## [Problem description]
Give the listing below again in full, exactly as written.

## [Data for the task]
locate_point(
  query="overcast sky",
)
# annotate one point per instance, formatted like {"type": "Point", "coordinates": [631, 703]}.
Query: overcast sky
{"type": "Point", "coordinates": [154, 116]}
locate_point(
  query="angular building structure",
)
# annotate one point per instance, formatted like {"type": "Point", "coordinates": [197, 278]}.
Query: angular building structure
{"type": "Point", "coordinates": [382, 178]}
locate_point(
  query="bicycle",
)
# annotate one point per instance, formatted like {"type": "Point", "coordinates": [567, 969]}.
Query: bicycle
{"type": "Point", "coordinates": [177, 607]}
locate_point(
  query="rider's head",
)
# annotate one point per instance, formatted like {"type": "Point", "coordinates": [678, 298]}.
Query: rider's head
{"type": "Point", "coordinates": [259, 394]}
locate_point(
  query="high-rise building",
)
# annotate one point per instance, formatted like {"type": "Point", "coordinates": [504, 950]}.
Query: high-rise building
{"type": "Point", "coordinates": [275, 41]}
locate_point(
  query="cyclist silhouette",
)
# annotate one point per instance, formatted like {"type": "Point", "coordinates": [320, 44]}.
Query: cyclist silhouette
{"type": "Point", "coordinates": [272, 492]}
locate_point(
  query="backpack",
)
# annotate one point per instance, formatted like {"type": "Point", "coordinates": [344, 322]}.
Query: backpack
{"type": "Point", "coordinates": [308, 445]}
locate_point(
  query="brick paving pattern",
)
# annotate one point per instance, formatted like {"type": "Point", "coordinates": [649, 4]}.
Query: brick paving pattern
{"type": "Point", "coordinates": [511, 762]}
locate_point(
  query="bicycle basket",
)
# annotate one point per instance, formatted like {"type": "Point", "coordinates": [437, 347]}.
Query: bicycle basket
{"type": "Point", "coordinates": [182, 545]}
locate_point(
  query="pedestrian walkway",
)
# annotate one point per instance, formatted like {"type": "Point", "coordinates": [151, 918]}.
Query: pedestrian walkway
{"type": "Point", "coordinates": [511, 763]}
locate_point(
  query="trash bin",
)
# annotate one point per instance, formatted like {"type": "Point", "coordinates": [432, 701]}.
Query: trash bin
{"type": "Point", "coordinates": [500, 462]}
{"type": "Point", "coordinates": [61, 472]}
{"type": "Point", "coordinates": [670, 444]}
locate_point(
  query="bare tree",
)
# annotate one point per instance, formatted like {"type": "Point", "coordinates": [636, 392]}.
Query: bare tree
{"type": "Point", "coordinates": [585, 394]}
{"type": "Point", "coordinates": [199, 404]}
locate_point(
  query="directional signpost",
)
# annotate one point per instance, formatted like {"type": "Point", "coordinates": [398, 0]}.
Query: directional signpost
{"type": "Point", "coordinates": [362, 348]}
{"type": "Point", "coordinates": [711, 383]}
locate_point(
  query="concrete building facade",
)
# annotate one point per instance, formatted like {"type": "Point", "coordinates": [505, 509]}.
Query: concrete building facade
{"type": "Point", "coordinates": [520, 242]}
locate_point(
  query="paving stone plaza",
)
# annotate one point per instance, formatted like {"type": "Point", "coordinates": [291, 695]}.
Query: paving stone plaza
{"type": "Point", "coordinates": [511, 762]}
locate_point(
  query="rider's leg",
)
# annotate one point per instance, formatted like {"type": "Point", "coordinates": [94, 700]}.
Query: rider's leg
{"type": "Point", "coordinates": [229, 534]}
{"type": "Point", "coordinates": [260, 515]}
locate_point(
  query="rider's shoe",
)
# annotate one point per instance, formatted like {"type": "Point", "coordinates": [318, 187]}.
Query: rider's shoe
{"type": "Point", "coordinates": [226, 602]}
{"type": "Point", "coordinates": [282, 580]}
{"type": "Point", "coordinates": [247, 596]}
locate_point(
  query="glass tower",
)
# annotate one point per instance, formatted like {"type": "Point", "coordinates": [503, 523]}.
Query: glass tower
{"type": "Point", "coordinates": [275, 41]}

## [Full answer]
locate_point(
  query="overcast sky",
)
# annotate one point per instance, formatted like {"type": "Point", "coordinates": [631, 703]}.
Query: overcast sky
{"type": "Point", "coordinates": [154, 116]}
locate_point(
  query="angular building structure",
)
# annotate one point per instance, formatted like {"type": "Point", "coordinates": [197, 278]}.
Query: angular building structure
{"type": "Point", "coordinates": [382, 178]}
locate_point(
  query="bicycle",
)
# annotate one point per instance, formatted like {"type": "Point", "coordinates": [567, 969]}.
Query: bicycle
{"type": "Point", "coordinates": [177, 607]}
locate_point(
  query="rider's head",
)
# annotate one point per instance, formatted like {"type": "Point", "coordinates": [678, 298]}.
Query: rider's head
{"type": "Point", "coordinates": [259, 394]}
locate_point(
  query="high-rise building",
)
# annotate one point per instance, formatted like {"type": "Point", "coordinates": [504, 950]}.
Query: high-rise building
{"type": "Point", "coordinates": [275, 41]}
locate_point(
  query="cyclist silhouette",
)
# annotate one point per instance, formatted like {"type": "Point", "coordinates": [320, 44]}.
Query: cyclist silhouette
{"type": "Point", "coordinates": [272, 492]}
locate_point(
  query="backpack",
)
# annotate one point per instance, formatted like {"type": "Point", "coordinates": [344, 322]}.
Query: backpack
{"type": "Point", "coordinates": [308, 445]}
locate_point(
  query="brick paving pattern",
)
# annotate one point per instance, formatted like {"type": "Point", "coordinates": [649, 4]}.
Query: brick paving pattern
{"type": "Point", "coordinates": [511, 762]}
locate_point(
  query="bicycle basket",
)
# annotate one point per instance, formatted like {"type": "Point", "coordinates": [437, 347]}.
Query: bicycle basket
{"type": "Point", "coordinates": [182, 545]}
locate_point(
  query="pedestrian walkway",
)
# annotate one point per instance, formatted like {"type": "Point", "coordinates": [151, 918]}.
Query: pedestrian walkway
{"type": "Point", "coordinates": [511, 763]}
locate_point(
  query="trash bin",
)
# annotate one point per instance, formatted like {"type": "Point", "coordinates": [432, 701]}.
Query: trash bin
{"type": "Point", "coordinates": [500, 462]}
{"type": "Point", "coordinates": [61, 472]}
{"type": "Point", "coordinates": [670, 444]}
locate_point(
  query="bare tree",
)
# annotate one point per instance, formatted like {"type": "Point", "coordinates": [636, 392]}.
Query: bare tree
{"type": "Point", "coordinates": [585, 394]}
{"type": "Point", "coordinates": [199, 404]}
locate_point(
  query="directional signpost",
)
# annotate one point per instance, formatted like {"type": "Point", "coordinates": [398, 0]}.
Query: directional signpost
{"type": "Point", "coordinates": [362, 348]}
{"type": "Point", "coordinates": [711, 383]}
locate_point(
  query="concrete building facade",
)
# annotate one point per instance, formatted like {"type": "Point", "coordinates": [505, 509]}.
Query: concrete building facade
{"type": "Point", "coordinates": [520, 242]}
locate_point(
  query="paving stone plaza",
)
# annotate one point per instance, formatted like {"type": "Point", "coordinates": [291, 695]}.
Query: paving stone plaza
{"type": "Point", "coordinates": [511, 762]}
locate_point(
  query="rider's leg",
)
# annotate one point per instance, formatted like {"type": "Point", "coordinates": [94, 700]}.
Query: rider's leg
{"type": "Point", "coordinates": [229, 534]}
{"type": "Point", "coordinates": [260, 515]}
locate_point(
  query="rider's shoe",
)
# annotate one point per instance, formatted like {"type": "Point", "coordinates": [318, 187]}.
Query: rider's shoe
{"type": "Point", "coordinates": [226, 602]}
{"type": "Point", "coordinates": [282, 580]}
{"type": "Point", "coordinates": [247, 596]}
locate_point(
  query="glass tower",
)
# annotate one point per instance, formatted like {"type": "Point", "coordinates": [503, 523]}.
Query: glass tower
{"type": "Point", "coordinates": [275, 41]}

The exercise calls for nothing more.